ABOUT THIS TASK: Your task is to find every line of the data that holds the string "pineapple" and copy it.

[Saved entries]
##########
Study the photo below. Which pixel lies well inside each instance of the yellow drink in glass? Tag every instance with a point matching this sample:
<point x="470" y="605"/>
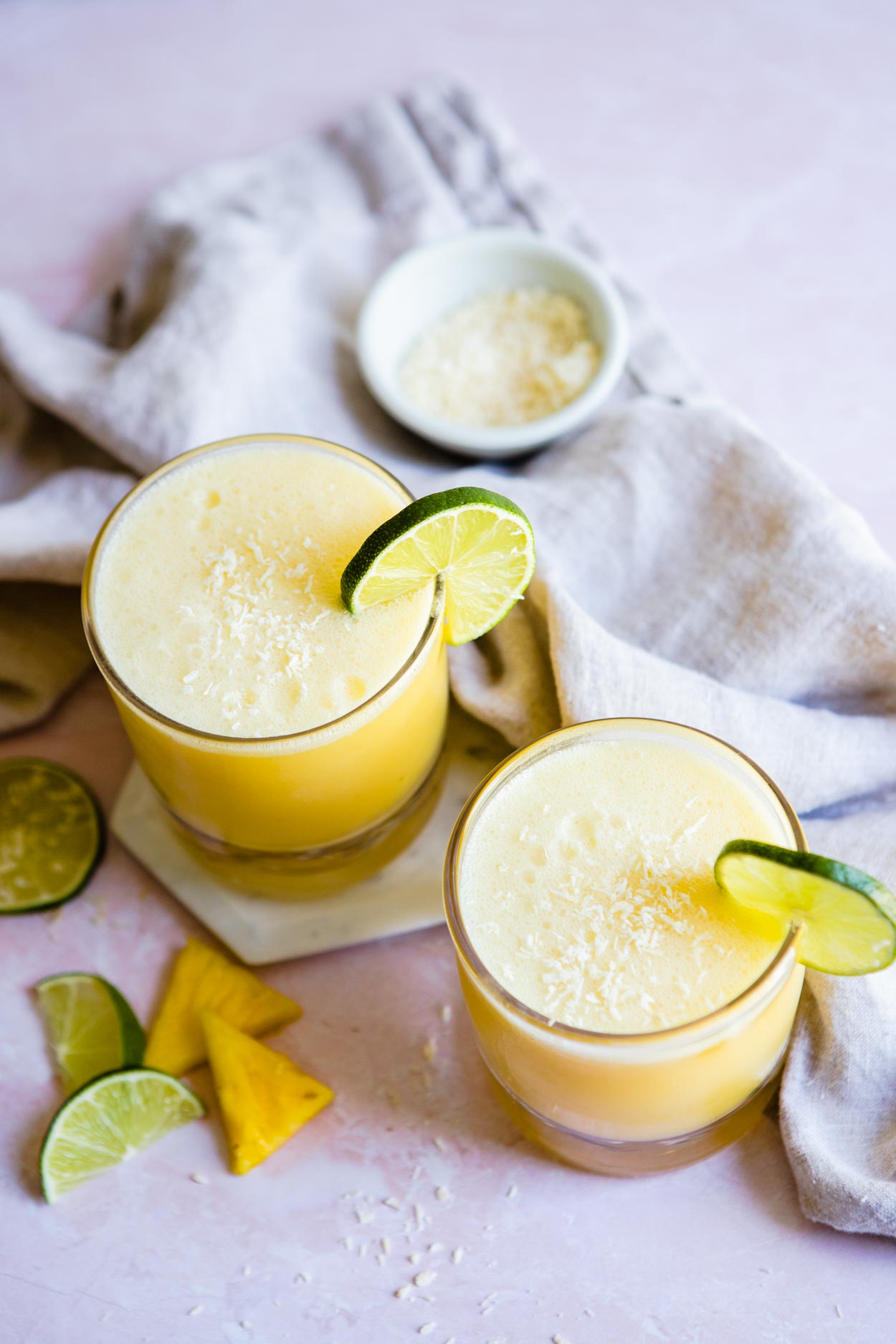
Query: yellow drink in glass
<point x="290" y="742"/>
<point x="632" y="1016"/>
##########
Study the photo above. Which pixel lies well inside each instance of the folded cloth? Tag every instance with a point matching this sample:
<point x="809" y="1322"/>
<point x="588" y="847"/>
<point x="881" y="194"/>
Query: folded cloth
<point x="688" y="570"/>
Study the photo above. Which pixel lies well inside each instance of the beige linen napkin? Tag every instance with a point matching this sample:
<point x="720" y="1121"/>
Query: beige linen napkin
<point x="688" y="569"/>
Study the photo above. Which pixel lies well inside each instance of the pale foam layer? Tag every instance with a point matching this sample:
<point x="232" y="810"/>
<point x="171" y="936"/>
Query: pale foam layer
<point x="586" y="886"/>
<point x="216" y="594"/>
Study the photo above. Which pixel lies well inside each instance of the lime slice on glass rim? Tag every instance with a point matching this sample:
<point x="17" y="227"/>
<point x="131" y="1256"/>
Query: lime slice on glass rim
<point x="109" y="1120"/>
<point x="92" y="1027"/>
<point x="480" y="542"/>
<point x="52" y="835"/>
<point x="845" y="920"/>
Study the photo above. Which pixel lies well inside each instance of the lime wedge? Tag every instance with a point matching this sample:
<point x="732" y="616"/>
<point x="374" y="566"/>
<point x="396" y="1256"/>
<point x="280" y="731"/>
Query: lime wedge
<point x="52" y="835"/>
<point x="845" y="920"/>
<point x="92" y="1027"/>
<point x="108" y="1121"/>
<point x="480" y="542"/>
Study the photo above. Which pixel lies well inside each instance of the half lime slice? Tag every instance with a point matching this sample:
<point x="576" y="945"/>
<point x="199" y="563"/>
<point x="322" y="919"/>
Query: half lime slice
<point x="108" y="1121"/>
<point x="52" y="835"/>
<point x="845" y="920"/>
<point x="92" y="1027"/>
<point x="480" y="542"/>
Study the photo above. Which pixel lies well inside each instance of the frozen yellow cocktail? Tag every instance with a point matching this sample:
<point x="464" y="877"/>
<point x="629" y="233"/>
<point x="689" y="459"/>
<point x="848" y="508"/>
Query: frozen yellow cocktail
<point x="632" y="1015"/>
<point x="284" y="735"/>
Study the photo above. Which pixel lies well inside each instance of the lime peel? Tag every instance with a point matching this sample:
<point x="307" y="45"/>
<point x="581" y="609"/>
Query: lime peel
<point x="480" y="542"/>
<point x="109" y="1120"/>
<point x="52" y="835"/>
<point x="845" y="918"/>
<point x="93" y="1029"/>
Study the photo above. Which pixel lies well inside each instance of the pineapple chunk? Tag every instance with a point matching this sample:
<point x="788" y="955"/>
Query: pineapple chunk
##########
EXPECTED ANSWER:
Study the photo above. Which pixel lies well inside each instance of the pineapple chunk? Tag every instance with a point matching this sample:
Query: pineapple chunk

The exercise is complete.